**Work to do:**
Display each line of the listing below that contains the string "dark".

(Rows from a box labeling dataset)

-*-*-

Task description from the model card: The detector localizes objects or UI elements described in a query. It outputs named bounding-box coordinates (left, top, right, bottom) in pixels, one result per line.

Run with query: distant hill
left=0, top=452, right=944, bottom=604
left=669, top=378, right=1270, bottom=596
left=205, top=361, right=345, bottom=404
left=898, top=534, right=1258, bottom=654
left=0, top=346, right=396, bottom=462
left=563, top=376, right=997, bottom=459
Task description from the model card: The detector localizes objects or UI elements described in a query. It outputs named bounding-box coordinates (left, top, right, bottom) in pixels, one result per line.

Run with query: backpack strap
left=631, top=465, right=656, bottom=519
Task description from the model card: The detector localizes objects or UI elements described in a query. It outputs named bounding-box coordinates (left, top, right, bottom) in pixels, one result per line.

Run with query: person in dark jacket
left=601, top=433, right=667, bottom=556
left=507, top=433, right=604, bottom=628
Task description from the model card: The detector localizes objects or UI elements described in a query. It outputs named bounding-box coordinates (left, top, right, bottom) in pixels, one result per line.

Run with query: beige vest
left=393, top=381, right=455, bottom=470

-*-*-

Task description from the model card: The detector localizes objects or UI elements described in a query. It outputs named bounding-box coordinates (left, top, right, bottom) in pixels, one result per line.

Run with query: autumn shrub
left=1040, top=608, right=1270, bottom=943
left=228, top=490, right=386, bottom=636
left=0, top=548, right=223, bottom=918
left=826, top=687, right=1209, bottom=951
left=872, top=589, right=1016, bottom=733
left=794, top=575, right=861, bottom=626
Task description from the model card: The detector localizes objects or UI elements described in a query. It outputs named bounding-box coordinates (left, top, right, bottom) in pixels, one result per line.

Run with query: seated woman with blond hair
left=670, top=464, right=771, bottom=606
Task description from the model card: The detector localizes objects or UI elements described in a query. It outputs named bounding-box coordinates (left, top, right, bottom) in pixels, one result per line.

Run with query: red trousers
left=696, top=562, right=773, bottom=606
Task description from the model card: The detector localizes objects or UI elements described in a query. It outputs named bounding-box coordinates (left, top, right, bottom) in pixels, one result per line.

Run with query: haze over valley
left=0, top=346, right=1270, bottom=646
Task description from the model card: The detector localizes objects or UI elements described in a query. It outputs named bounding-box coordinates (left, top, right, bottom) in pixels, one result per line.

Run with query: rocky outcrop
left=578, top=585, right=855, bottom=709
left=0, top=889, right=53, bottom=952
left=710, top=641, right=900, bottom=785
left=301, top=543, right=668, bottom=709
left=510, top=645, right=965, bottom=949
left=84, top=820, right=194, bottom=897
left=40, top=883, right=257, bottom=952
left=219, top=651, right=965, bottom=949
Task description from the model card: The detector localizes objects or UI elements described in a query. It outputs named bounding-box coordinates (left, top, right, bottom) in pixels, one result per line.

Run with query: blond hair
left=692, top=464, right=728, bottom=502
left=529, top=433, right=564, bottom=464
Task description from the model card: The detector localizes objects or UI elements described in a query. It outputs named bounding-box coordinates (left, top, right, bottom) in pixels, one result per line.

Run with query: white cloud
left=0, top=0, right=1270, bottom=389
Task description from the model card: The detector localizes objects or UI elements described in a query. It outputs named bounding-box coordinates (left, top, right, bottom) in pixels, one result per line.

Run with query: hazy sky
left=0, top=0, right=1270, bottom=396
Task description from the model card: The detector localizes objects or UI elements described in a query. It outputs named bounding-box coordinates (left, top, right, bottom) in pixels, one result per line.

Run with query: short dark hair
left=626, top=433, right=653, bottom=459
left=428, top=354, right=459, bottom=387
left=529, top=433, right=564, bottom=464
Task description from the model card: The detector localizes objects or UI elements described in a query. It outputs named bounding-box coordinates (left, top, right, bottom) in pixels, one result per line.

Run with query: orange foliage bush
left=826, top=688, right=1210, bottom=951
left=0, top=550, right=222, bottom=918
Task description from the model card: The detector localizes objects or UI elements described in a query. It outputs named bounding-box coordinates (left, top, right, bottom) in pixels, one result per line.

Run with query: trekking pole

-*-*-

**Written answer:**
Run with query: person in dark jacket
Run with query: short dark hair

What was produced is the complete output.